### Work instructions:
Answer these questions from the passage on future energy and food strategies below.
1. Which power source does the passage call the only existing alternative to fossil fuel?
2. What known risks of genetically modified organisms does it list?
3. According to James Lovelock, how long does a new technology take to go from first public appearance to widespread acceptance?
*** Opening Selected passage ***
These latter options would presume a continuing source of highly concentrated, readily available energy. With fossil fuel being unsuitable due to its implication in climate change, nuclear power would be the only existing alternative. In the short term, this would mean using nuclear fission, which is highly controversial. Storage of nuclear waste is an issue, as is the centralised control of the resources and the susceptibility to sabotage, terrorism and war. All of these would become increasingly likely in a world of diminishing and unevenly distributed resources. Nuclear fusion could theoretically provide an unlimited amount of energy with minimal resource use. Although there are recurring reports of progress with nuclear fusion, no definite breakthrough has been made yet, and it would be subject to the same risks as fission energy. The viability of this path depends on fast development of fusion energy, and (barring a nuclear dictatorship) a social consensus over the use of fission in the short and medium term, and how to deal with its waste products and associated risks.
The use of genetically modified organisms (GMO), proposed by scientists, business people and policy makers as a way to solve the future food crisis depends on high energy & technological input. Known risks include increased resistance of pests, the development of “superweeds” and the subsequent need for ever stronger doses of pesticides and herbicides. Other as yet unknown risks may become apparent, as research into these technologies and their side effects is in a very early stage. The ownership and access to GMOs is currently with a few exceptions kept exclusive to multinational corporations, although this does not necessarily need to be the case. As most currently developed GMOs are tied into the industrial mode of food production, they have limited use for achieving local food self-reliance.
Synthetic food production seems the stuff of science fiction, but in fat the production of edible foodstuffs using cultures & GMO, in artificial environments is already practiced. It may be able to provide food from a small amount of land with relatively low resource use, although it also depends on high inputs of energy. It is a technology still in its infancy, with more research and development required to reveal its true potential and any side effects and risks.
Conclusion
All the above strategies have the added disadvantage that they have been around for a relatively short time, and we haven’t got much experience regarding their viability, efficiency and possible side effects. As James Lovelock points out, lead-in times for new technologies and approaches are around 40 years from first public appearances to widespread acceptance. In the current conditions and with climate change a reality we haven’t got this much time. We will have to take risks, and also think about short and medium term strategies to feed the people of this earth while developing long-term sustainable methods appropriate to a number of people below the as yet unknown carrying capacity of the future Earth. This may mean uncomfortable decisions and often choosing only the least bad option, but the alternative would be a catastrophic descent with successive collapses in social structures and populations, desperate fights over dwindling resources and the rapid consumption of easily accessible natural resources including famine foods, undermining the survival base for all but a small number of humans on this planet.
*** Closing Selected passage ***
*** Opening Dataset content ***
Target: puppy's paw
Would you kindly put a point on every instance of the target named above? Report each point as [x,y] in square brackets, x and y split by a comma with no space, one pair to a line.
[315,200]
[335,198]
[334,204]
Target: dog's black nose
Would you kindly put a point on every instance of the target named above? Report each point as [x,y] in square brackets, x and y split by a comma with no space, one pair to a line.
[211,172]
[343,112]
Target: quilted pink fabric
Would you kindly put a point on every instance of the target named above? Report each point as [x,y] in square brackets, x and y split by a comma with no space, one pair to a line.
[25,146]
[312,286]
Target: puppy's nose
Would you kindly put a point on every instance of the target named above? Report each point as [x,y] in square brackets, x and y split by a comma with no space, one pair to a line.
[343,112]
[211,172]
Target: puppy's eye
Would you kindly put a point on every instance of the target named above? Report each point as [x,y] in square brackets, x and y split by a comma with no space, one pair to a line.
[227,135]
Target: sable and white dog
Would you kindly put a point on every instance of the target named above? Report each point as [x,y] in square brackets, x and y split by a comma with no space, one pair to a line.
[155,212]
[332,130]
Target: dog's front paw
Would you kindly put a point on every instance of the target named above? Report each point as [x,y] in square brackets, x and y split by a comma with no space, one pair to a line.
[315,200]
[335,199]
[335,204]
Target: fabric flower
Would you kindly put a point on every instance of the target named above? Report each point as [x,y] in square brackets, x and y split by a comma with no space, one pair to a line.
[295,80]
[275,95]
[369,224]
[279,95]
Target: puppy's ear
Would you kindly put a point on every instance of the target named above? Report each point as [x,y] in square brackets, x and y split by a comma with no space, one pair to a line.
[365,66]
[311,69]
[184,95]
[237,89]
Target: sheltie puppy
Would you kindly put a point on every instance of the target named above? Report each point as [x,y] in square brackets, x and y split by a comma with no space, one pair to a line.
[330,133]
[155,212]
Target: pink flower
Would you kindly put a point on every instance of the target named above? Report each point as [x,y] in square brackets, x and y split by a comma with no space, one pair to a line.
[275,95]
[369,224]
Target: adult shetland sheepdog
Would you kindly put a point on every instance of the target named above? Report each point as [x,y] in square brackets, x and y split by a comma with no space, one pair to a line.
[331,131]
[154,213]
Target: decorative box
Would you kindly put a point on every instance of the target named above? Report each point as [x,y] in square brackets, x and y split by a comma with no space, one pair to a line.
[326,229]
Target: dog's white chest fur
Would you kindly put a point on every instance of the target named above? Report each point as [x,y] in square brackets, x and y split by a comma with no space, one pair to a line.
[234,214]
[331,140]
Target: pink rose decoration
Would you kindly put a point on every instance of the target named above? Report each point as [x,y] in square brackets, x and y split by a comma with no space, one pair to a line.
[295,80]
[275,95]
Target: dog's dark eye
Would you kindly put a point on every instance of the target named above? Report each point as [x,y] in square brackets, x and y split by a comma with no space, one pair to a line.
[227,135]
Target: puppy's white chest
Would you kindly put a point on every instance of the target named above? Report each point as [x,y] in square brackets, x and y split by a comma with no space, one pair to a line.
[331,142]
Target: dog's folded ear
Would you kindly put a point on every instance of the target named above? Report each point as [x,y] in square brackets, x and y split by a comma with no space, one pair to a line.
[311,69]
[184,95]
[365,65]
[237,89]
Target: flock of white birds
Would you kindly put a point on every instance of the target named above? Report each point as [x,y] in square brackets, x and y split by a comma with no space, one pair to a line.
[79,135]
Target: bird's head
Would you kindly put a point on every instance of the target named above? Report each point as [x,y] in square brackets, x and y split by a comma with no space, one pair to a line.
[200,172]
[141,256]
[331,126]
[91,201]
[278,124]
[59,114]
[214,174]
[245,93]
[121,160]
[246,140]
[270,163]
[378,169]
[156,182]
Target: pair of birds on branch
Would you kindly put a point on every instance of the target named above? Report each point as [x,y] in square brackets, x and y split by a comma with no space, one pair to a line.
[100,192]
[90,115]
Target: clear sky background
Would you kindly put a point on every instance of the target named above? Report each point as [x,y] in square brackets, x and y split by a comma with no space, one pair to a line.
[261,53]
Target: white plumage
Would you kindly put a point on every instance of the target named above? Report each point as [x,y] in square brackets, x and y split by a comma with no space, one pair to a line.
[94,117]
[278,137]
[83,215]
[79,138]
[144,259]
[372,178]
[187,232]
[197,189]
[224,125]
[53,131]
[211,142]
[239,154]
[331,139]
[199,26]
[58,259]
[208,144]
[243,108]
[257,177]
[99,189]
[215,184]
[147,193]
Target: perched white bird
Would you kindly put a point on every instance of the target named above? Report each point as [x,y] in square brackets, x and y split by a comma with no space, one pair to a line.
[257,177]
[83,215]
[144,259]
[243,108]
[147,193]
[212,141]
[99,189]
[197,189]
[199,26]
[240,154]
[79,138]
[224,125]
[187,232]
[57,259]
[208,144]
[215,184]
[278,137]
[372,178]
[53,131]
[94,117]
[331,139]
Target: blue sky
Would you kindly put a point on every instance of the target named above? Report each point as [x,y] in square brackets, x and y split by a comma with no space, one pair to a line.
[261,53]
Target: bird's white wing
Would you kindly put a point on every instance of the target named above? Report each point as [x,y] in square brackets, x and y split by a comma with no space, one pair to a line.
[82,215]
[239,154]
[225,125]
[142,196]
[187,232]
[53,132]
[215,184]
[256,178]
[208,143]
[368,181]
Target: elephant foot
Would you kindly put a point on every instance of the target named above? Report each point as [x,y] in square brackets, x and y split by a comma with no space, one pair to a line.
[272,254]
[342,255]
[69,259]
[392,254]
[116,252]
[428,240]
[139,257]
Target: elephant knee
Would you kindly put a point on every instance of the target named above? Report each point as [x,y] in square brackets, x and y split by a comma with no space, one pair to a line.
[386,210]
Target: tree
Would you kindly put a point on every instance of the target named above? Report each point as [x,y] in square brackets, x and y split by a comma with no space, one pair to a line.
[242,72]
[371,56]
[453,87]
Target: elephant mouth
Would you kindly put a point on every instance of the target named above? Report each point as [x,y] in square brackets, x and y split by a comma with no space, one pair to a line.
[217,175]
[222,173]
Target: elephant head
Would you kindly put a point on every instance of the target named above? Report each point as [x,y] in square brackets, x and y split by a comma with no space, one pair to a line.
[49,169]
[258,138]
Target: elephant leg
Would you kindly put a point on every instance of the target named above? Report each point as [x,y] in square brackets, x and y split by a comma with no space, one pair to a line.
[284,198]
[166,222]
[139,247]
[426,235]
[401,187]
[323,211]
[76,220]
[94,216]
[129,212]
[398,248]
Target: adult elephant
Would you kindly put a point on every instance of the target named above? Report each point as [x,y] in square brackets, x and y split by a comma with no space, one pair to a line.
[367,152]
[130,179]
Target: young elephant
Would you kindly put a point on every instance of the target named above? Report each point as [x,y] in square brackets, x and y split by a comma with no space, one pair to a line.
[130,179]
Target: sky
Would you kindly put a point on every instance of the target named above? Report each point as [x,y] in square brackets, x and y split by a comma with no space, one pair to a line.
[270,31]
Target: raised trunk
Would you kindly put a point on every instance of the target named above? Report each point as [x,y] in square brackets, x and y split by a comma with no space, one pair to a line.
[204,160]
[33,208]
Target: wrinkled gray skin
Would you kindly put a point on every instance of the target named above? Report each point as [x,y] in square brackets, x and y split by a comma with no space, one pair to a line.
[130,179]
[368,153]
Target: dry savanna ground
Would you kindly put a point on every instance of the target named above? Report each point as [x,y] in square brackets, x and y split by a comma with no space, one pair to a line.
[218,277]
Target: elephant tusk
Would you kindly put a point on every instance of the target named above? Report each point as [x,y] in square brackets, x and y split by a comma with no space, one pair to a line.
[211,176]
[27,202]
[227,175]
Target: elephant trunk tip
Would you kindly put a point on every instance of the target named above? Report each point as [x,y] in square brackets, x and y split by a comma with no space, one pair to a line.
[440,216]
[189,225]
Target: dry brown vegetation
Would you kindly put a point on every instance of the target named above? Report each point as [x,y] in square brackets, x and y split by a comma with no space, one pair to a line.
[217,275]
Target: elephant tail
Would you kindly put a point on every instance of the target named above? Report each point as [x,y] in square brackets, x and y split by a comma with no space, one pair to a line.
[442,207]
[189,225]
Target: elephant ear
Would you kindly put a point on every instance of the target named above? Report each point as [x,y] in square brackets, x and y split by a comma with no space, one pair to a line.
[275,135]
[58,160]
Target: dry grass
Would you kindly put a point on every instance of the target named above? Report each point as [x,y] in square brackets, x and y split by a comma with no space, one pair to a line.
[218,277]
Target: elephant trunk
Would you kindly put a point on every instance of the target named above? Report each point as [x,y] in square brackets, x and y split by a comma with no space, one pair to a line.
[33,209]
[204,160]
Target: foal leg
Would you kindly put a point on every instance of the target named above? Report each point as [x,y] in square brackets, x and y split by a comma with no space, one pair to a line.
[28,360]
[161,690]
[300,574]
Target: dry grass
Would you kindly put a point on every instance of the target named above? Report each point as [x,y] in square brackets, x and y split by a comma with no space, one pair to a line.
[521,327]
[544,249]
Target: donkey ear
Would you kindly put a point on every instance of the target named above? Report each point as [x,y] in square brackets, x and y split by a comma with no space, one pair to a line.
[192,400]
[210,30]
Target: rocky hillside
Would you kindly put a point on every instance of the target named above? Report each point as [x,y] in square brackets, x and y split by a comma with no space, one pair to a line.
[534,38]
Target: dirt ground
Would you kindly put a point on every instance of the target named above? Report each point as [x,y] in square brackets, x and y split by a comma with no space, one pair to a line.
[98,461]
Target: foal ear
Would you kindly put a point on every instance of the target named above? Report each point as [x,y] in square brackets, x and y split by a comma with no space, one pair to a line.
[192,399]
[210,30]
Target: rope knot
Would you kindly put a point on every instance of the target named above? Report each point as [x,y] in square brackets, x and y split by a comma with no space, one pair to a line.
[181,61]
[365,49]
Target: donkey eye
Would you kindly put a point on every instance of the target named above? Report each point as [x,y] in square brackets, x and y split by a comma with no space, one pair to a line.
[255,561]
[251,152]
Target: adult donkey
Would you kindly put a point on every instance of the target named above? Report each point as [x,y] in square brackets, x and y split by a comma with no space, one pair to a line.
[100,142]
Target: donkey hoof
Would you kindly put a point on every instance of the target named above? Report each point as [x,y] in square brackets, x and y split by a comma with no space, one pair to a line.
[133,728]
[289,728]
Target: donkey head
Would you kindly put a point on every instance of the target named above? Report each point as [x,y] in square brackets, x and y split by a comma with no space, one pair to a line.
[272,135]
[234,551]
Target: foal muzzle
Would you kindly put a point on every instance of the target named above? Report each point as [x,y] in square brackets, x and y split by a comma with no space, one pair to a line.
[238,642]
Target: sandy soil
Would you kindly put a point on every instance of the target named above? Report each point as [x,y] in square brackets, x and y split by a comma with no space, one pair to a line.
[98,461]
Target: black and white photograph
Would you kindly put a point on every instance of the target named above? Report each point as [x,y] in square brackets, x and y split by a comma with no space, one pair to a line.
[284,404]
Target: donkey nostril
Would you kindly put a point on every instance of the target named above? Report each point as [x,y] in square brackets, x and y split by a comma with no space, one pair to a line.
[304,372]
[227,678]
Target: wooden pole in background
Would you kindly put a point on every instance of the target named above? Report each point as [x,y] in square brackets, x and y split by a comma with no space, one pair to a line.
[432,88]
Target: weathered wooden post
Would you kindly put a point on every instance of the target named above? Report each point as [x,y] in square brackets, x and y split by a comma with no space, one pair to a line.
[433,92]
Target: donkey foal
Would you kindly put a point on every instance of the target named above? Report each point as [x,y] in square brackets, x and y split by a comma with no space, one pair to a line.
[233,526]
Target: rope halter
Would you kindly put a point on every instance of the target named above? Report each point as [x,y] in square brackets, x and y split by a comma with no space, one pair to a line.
*** Closing Dataset content ***
### Solution:
1. Nuclear power.
2. Increased resistance of pests, the development of "superweeds," and the subsequent need for ever stronger doses of pesticides and herbicides.
3. Around 40 years.